「宝塚映画祭」に関する切り抜きが私の手元にいくつかあって、その内の2005年付のものに「幻のキネマ再発見!」というタイトルで、「黄金の弾丸」他2本が上映されることが記されている。
「黄金の弾丸」は東亜キネマ甲陽園撮影所制作の無声映画で、神戸や阪神間の街並みを探偵や怪盗が駆け抜ける探偵映画だとのことなのだが、私はこの記事を読んだ時、これは稲垣足穂の「弥勒」の冒頭に出て来る「真鍮の砲弾」という映画と同じものだと思い込んでいた。

抽出項目 ▸
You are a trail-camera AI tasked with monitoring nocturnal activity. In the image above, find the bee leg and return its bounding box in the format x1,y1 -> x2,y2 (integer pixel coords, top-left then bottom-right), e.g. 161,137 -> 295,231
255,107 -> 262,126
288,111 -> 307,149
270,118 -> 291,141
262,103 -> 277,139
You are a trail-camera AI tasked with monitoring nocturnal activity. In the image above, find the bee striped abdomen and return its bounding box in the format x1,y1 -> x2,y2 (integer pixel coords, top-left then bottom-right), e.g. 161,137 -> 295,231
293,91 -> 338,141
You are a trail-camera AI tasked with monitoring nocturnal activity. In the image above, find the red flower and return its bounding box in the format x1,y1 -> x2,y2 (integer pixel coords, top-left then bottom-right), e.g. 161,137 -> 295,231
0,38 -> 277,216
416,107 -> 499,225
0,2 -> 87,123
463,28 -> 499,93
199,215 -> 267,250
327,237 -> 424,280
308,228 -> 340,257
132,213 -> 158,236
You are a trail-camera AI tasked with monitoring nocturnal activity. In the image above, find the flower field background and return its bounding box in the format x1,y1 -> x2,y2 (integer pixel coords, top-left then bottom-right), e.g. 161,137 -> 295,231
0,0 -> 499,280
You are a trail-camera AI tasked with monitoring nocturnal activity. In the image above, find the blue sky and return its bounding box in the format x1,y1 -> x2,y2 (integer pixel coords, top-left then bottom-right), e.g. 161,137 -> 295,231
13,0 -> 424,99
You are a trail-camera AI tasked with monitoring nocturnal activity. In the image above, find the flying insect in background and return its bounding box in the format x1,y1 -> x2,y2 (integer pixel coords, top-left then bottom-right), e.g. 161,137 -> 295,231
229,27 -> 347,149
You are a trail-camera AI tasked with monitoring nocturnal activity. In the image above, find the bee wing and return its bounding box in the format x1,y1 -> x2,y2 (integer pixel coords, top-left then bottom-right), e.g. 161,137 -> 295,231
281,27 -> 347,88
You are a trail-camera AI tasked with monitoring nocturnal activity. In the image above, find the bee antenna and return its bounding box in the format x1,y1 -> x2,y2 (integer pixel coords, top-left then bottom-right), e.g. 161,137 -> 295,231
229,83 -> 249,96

指示 A ▸ 原文抜粋でかぎかっこ「」に囲まれている語句を、登場順にすべて書き出してください。同じ語句は一度だけ挙げること。
指示 B ▸ 原文抜粋によると、「黄金の弾丸」を制作したのはどこですか?

解答 A ▸
宝塚映画祭
幻のキネマ再発見!
黄金の弾丸
弥勒
真鍮の砲弾

解答 B ▸ 東亜キネマ甲陽園撮影所です。